Provided passage:
Saigon Buffalo is a Vietnamese professional League of Legends team competing in the Vietnam Championship Series (VCS). The team has been crowned VCS champions twice, and qualified for the World Championship in 2017, 2018, and 2022, as well as the Mid-Season Invitational in 2019 and 2022.

History 

On 18 May 2018, Young Generation rebranded to Phong Vũ Buffalo after agreeing to a sponsorship deal with Phong Vũ, a major computer company in Vietnam. The team dominated in its first split in the VCS, losing only one series to EVOS Esports and one to GIGABYTE Marines, ending with a series record of 12 wins and 2 losses in the 2018 VCS Summer Split. This placement secured them a spot in finals of the VCS 2018 Summer Playoffs, where they defeated Cube Adonis 3–1 and qualified for the 2018 World Championship.

Because of EVOS Esports' placement at the 2018 Mid-Season Invitational, Vietnam was given a spot in the main event at the 2018 League of Legends World Championship, allowing Phong Vũ Buffalo to avoid the need to qualify through the play-in stage. For the group stage, Phong Vũ Buffalo was drawn into Group A, along with the Afreeca Freecs, the Flash Wolves, and G2 Esports. The team ended the group stage with 2 win and 4 losses, failing to qualify for the knockout stage.

Image box annotation records:
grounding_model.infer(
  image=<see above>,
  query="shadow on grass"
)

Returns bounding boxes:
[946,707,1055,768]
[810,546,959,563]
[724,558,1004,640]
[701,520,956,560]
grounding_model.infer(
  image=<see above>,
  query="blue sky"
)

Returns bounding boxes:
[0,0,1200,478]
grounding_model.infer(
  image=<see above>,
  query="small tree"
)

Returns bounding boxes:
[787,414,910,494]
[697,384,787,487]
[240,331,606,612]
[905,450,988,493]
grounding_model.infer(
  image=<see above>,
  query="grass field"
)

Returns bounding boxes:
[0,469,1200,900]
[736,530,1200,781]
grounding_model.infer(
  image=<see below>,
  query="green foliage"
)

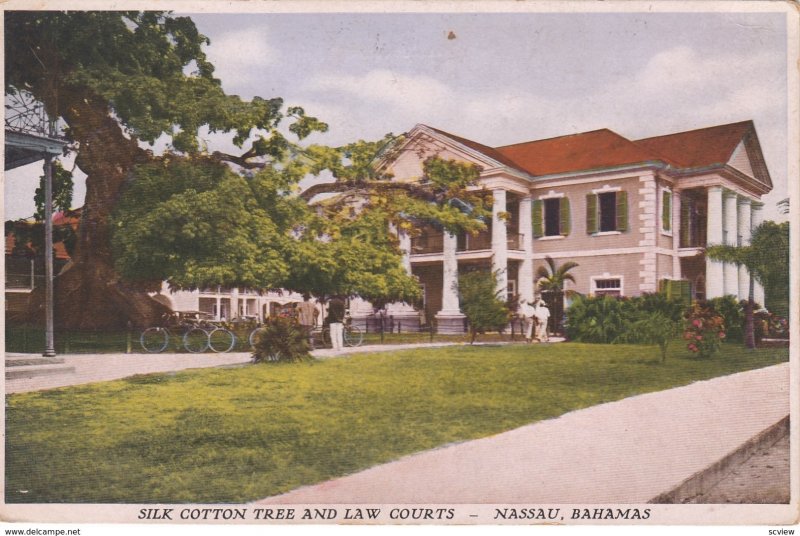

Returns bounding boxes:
[566,293,684,344]
[112,158,296,288]
[683,302,726,358]
[565,295,626,343]
[614,310,683,363]
[535,255,579,295]
[458,270,509,342]
[706,221,790,316]
[253,316,311,363]
[33,160,73,221]
[5,343,789,503]
[705,294,757,342]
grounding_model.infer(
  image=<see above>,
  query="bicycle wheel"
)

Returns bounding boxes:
[208,328,236,353]
[322,328,333,348]
[139,328,169,354]
[247,328,264,348]
[183,328,208,354]
[343,326,364,346]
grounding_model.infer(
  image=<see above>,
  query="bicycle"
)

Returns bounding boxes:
[139,311,236,354]
[139,325,209,354]
[311,325,364,348]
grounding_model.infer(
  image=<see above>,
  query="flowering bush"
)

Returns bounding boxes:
[683,303,725,358]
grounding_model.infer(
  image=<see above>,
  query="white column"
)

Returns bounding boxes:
[706,186,725,298]
[228,287,239,320]
[723,191,739,297]
[492,189,508,300]
[517,196,533,301]
[397,231,411,275]
[672,191,681,279]
[737,197,751,300]
[436,231,464,333]
[750,201,766,307]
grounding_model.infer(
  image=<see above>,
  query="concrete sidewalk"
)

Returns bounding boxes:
[259,363,789,504]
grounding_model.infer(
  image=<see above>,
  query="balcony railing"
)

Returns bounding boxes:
[411,233,444,255]
[411,231,524,255]
[6,273,44,290]
[5,91,63,138]
[506,233,525,251]
[456,231,492,251]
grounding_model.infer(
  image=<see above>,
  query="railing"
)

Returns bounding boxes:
[411,233,444,255]
[456,231,492,251]
[6,272,44,290]
[680,225,706,248]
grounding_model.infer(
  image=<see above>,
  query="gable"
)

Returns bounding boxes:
[380,125,498,182]
[728,128,772,189]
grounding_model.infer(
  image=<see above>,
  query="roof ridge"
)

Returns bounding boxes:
[632,119,755,142]
[495,128,620,150]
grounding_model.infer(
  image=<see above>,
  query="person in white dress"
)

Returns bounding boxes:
[536,300,550,342]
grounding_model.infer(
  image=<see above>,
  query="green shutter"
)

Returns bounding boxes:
[680,200,692,247]
[558,197,572,236]
[678,279,692,307]
[586,194,597,234]
[617,192,628,232]
[533,199,544,238]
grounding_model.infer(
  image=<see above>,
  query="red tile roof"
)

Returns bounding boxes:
[497,129,663,175]
[636,121,754,168]
[428,127,520,169]
[422,121,754,176]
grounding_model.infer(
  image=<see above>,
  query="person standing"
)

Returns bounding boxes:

Work instructions:
#1 In the Saigon Buffalo article, what series record did Phong Vũ Buffalo finish with in the 2018 VCS Summer Split?
#2 Reproduce the part of the Saigon Buffalo article starting at "Saigon Buffalo is" and ending at "2019 and 2022.".

Complete answers:
#1 12 wins and 2 losses

#2
Saigon Buffalo is a Vietnamese professional League of Legends team competing in the Vietnam Championship Series (VCS). The team has been crowned VCS champions twice, and qualified for the World Championship in 2017, 2018, and 2022, as well as the Mid-Season Invitational in 2019 and 2022.